[YOUR GOAL]
Print, word for word, everything in the material below from the line containing "Target: stone building" down to the line containing "(1126, 419)", including both of those lines. Output nothing else.

[EXTRACTED INFORMATION]
────

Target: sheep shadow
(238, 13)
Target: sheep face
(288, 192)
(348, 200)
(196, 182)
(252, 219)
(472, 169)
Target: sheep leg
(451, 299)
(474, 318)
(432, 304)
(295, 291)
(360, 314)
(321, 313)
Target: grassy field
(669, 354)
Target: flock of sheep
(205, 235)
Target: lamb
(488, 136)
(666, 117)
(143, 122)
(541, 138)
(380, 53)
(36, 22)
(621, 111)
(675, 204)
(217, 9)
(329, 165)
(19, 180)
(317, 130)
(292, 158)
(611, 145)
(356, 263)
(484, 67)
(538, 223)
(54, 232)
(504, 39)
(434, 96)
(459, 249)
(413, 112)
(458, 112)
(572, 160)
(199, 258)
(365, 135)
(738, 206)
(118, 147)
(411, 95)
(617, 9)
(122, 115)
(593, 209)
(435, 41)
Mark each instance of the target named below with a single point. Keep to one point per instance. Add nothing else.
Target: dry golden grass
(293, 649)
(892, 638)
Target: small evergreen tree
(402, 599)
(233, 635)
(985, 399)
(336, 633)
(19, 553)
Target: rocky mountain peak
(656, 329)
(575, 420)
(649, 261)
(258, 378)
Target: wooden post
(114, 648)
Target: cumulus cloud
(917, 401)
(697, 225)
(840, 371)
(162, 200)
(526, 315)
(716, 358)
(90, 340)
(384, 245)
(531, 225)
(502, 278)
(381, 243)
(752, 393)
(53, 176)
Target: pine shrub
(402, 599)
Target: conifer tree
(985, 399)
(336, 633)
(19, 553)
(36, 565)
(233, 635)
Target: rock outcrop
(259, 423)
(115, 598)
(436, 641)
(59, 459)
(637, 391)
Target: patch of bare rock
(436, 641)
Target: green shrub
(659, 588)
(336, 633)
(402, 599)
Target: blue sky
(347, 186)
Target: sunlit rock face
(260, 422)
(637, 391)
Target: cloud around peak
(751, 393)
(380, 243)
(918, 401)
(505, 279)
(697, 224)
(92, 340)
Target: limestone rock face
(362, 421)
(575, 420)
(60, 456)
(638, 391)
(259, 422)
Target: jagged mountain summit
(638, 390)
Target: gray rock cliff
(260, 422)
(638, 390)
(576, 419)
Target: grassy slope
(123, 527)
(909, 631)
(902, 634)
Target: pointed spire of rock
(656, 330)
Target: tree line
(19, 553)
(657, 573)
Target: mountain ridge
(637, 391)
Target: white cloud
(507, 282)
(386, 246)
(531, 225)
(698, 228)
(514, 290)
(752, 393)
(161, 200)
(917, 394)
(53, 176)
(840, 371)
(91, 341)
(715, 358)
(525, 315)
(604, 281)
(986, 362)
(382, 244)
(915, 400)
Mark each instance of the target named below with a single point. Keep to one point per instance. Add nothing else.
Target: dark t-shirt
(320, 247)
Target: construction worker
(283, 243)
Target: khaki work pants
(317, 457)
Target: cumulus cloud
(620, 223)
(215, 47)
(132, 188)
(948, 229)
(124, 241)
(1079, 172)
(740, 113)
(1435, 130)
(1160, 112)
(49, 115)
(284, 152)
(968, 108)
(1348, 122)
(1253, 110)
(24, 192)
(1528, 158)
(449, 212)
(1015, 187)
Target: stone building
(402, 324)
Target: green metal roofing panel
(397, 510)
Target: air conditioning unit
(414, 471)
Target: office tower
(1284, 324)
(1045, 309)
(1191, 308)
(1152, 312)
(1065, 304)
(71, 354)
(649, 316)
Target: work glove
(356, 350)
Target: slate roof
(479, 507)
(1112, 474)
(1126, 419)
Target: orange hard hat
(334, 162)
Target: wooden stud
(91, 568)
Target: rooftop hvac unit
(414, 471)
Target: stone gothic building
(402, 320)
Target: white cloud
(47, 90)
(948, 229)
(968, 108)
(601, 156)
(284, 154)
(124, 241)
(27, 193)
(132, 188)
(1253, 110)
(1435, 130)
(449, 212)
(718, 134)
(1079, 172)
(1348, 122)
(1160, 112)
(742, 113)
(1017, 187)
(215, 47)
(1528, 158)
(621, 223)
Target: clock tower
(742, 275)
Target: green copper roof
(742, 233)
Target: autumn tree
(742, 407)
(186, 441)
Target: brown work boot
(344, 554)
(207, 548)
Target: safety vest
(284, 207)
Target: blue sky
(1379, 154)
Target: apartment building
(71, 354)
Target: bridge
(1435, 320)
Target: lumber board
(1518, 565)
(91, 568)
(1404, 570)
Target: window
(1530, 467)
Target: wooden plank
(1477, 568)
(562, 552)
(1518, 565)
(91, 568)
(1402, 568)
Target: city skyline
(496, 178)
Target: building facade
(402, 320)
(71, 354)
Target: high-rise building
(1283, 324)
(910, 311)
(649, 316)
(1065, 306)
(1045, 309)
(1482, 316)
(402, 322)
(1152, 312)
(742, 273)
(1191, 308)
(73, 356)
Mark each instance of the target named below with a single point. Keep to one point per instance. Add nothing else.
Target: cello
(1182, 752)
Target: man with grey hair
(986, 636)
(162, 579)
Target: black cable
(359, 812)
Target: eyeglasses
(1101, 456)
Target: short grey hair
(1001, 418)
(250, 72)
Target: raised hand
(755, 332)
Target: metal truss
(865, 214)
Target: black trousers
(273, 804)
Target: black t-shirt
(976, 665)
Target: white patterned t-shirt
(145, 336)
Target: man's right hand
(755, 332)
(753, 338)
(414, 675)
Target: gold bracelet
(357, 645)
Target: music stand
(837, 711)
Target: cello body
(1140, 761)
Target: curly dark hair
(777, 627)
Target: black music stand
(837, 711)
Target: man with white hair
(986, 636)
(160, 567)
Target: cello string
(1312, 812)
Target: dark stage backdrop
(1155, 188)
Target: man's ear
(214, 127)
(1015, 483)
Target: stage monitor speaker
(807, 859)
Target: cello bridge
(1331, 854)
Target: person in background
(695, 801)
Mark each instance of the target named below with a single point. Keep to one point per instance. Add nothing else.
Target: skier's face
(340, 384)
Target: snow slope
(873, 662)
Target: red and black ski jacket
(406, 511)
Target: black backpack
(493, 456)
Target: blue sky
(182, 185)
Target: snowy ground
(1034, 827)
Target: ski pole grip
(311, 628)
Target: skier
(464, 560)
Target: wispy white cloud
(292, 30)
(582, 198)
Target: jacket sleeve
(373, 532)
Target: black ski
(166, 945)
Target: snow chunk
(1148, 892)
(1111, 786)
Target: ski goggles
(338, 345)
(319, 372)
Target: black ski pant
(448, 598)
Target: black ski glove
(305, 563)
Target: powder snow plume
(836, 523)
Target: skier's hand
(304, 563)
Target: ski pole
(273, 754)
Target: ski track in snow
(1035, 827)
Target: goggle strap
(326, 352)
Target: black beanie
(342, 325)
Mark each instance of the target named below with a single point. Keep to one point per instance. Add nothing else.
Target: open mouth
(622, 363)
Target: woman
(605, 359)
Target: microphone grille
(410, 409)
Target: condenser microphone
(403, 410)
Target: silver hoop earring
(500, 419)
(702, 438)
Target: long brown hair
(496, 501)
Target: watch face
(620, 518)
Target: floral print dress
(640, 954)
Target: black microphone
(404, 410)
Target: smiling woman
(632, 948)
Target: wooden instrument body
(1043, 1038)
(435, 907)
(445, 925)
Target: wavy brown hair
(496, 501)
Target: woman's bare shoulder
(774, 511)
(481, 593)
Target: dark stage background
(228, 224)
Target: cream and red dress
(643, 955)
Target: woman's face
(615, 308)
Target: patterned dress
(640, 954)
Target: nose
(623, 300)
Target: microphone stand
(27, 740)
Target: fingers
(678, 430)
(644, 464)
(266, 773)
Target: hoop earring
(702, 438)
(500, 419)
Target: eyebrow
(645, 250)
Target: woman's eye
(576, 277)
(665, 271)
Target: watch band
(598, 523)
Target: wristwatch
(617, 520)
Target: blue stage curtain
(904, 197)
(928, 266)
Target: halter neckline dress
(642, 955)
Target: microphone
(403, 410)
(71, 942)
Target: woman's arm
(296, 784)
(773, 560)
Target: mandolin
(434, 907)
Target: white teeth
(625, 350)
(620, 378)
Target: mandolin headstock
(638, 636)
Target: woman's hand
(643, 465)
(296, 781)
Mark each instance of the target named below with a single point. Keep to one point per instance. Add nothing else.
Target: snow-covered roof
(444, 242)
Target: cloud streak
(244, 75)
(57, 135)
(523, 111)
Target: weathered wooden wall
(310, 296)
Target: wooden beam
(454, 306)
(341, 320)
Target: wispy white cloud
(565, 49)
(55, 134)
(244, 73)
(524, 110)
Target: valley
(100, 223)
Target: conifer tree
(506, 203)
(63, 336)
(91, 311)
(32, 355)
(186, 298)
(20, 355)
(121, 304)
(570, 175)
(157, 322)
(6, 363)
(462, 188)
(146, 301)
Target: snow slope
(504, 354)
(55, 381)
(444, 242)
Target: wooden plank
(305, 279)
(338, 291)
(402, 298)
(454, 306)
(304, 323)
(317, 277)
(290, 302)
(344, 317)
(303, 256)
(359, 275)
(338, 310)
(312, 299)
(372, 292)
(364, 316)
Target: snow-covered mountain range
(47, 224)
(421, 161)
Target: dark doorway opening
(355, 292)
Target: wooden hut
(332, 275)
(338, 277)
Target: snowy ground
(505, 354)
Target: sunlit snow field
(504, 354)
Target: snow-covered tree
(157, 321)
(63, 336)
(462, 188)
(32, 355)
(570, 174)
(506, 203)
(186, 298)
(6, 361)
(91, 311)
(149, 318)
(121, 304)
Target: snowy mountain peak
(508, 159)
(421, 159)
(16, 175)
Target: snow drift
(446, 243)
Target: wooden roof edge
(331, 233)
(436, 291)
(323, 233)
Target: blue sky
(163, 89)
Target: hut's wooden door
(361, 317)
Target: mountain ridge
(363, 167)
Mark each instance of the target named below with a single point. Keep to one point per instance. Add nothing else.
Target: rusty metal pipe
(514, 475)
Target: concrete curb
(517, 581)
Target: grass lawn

────

[TASK SOLUTION]
Target: stone building
(402, 324)
Target: green metal roofing panel
(397, 510)
Target: air conditioning unit
(414, 471)
Target: office tower
(1284, 324)
(1045, 309)
(1191, 308)
(1152, 312)
(1065, 304)
(71, 354)
(649, 316)
Target: work glove
(356, 350)
Target: slate roof
(479, 507)
(1112, 474)
(1126, 419)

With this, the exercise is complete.